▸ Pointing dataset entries
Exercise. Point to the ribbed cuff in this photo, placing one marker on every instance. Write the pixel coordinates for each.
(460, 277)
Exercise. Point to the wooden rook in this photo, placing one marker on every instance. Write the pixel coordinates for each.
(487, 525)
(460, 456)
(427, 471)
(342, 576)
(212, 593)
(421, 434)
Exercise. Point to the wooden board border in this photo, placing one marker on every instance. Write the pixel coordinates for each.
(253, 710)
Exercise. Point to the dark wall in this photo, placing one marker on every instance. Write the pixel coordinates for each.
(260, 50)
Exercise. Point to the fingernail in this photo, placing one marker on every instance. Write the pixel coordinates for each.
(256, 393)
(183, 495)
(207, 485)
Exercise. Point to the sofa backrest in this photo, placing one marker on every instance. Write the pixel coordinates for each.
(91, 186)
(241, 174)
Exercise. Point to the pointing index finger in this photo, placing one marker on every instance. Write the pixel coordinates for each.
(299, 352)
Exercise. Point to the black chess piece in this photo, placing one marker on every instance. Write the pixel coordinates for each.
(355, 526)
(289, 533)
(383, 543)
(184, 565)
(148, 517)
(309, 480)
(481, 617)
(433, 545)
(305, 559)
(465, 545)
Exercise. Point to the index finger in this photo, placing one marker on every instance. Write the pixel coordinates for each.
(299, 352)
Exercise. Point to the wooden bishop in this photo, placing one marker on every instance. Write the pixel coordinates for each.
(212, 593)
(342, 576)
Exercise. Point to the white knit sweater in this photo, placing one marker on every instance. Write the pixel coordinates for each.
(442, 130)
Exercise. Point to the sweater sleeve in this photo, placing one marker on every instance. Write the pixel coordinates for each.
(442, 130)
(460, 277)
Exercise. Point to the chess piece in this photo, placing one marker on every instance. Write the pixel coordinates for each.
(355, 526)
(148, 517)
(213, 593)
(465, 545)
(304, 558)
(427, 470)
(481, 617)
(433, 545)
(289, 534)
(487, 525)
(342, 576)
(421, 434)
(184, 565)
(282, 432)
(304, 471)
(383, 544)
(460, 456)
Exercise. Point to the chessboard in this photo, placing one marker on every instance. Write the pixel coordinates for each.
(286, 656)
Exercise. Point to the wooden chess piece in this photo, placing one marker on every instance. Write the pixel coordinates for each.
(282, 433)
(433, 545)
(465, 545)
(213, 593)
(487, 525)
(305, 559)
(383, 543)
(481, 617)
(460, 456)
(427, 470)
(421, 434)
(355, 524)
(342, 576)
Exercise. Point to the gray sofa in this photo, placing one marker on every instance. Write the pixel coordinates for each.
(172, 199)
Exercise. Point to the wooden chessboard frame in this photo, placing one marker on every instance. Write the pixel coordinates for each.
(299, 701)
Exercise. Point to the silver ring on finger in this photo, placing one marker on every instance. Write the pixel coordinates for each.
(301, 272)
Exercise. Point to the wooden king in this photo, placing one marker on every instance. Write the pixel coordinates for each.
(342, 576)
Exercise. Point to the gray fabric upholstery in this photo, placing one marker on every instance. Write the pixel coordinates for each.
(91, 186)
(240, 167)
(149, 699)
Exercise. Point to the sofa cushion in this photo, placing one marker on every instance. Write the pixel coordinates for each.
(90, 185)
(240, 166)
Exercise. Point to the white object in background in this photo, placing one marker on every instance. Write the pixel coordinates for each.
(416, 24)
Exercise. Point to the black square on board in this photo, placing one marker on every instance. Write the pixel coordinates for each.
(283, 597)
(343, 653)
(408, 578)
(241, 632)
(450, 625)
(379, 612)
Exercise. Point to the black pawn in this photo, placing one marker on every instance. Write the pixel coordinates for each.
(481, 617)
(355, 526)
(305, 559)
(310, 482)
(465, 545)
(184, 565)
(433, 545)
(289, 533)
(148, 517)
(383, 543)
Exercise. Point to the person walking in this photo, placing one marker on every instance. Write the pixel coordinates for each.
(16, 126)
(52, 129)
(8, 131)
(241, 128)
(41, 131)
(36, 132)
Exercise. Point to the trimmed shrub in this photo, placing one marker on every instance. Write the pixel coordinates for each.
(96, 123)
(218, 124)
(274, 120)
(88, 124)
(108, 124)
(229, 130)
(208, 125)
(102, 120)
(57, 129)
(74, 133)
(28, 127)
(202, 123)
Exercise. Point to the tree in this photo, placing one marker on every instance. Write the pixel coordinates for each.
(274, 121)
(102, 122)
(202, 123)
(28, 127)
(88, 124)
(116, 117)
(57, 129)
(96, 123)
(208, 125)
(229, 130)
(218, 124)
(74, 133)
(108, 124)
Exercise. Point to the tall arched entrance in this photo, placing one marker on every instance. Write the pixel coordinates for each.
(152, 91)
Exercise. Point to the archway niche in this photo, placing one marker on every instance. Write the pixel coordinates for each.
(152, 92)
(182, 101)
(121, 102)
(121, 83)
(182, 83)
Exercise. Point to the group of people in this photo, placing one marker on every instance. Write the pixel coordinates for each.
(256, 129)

▸ GIVEN REQUEST
Copy out all of the data above, word for word.

▸ RESPONSE TO THIS TASK
Exercise. Point to the ribbed cuff in this photo, placing one marker on every instance. Write the pixel coordinates for each.
(460, 277)
Exercise. Point to the wooden rook in this photo, placing one marker on every instance. Write the pixel coordinates for each.
(487, 525)
(460, 456)
(427, 471)
(342, 576)
(212, 593)
(421, 434)
Exercise. Point to the wooden board border in this photo, placing one marker on every instance. Write the pixel coordinates for each.
(253, 710)
Exercise. Point to the dark wall in this photo, placing one marker on every instance. Write the pixel coordinates for each.
(260, 50)
Exercise. Point to the fingernail in this photo, placing one marker on every instance. Write the pixel coordinates for each.
(256, 393)
(183, 495)
(207, 485)
Exercise. Point to the sofa backrest in this photo, placing one marker on every instance. Write the pixel coordinates for each.
(91, 186)
(241, 174)
Exercise. Point to the pointing index finger in this photo, placing one marker on every instance. Write the pixel coordinates for each.
(299, 352)
Exercise. Point to the black chess piece in this photo, placing one marker on every instance. Write the pixel coordinates for each.
(355, 526)
(289, 533)
(383, 543)
(184, 565)
(148, 517)
(309, 480)
(481, 617)
(433, 545)
(305, 559)
(465, 545)
Exercise. Point to the index finger in this photo, placing one marker on every instance. Write the pixel coordinates for each.
(299, 352)
Exercise. Point to the wooden bishop in this photo, placing one marker on every instance. Write the pixel coordinates for each.
(212, 593)
(342, 576)
Exercise. Point to the white knit sweater in this photo, placing one marker on every instance. Write the pixel coordinates for each.
(442, 130)
Exercise. Point to the sweater sleeve in this photo, placing one marker on every instance. Write the pixel coordinates for each.
(442, 130)
(460, 277)
Exercise. Point to the chess piece in this photo, placing one marker on every instance. Write the pixel coordinates for each.
(355, 526)
(148, 517)
(213, 593)
(465, 545)
(304, 558)
(427, 470)
(481, 617)
(433, 545)
(289, 534)
(487, 525)
(342, 576)
(421, 434)
(184, 565)
(282, 432)
(304, 471)
(383, 544)
(460, 456)
Exercise. Point to the chessboard in this photo, placing one marker on every instance. Write the pixel coordinates for each.
(286, 656)
Exercise. Point to the wooden chess piece in this photo, placing one marker on every instance. Write the pixel coordinates for each.
(282, 433)
(433, 545)
(465, 545)
(213, 593)
(487, 525)
(305, 559)
(383, 543)
(481, 617)
(460, 456)
(427, 470)
(421, 434)
(355, 524)
(342, 576)
Exercise. Point to the gray sofa in this photo, placing one marker on every instance. Write the pixel coordinates for each.
(172, 199)
Exercise. Point to the wooden chessboard frame in this photo, placing one marker on every instance. Write the pixel coordinates for each.
(299, 701)
Exercise. Point to the silver ring on finger in this photo, placing one marker on every instance. Write the pixel coordinates for each.
(301, 272)
Exercise. Point to the wooden king in this photo, placing one marker on every instance. Write the pixel coordinates for each.
(342, 576)
Exercise. Point to the gray fabric upholstery in this photo, placing one marker on every instance. Write the pixel coordinates for each.
(91, 186)
(240, 167)
(149, 699)
Exercise. Point to the sofa cushion in this photo, placing one marker on every instance. Write the pixel coordinates for each.
(90, 185)
(240, 166)
Exercise. Point to the white object in background in this photo, placing one marker on every instance. Write the pixel coordinates for each.
(416, 24)
Exercise. Point to the black square on board in this photo, placing one marker on every instance. Write the pixel coordinates for each.
(283, 597)
(343, 653)
(408, 578)
(241, 632)
(450, 625)
(379, 612)
Exercise. Point to the black pawn in this photo, placing one marker on every instance. Write the pixel coordinates for each.
(481, 617)
(355, 526)
(305, 559)
(310, 482)
(465, 545)
(184, 565)
(433, 545)
(289, 533)
(148, 517)
(383, 543)
Exercise. Point to the person walking in this photo, placing one marker on every instance. Write the pixel coordinates for each.
(16, 126)
(52, 129)
(8, 131)
(241, 128)
(41, 131)
(36, 132)
Exercise. Point to the trimmed shrub in this photo, placing one marker on every instance. Write the pixel coordinates for each.
(96, 123)
(218, 124)
(274, 120)
(88, 124)
(108, 124)
(229, 130)
(208, 125)
(102, 120)
(57, 129)
(74, 133)
(28, 127)
(202, 123)
Exercise. Point to the tree in this photo, placing one marker on every instance. Write the pixel coordinates for each.
(274, 121)
(102, 122)
(202, 123)
(28, 127)
(88, 124)
(116, 117)
(57, 129)
(96, 123)
(208, 125)
(229, 130)
(218, 124)
(74, 133)
(108, 124)
Exercise. Point to the tall arched entrance in this photo, placing one marker on every instance. Write the pixel coordinates for each.
(152, 91)
Exercise. Point to the archway niche in this photo, placing one marker on every instance. Write the pixel coordinates for each.
(152, 92)
(182, 101)
(121, 102)
(121, 83)
(182, 83)
Exercise. Point to the group of people in this photo, placing one marker on every instance. Write the pixel coordinates for each.
(256, 129)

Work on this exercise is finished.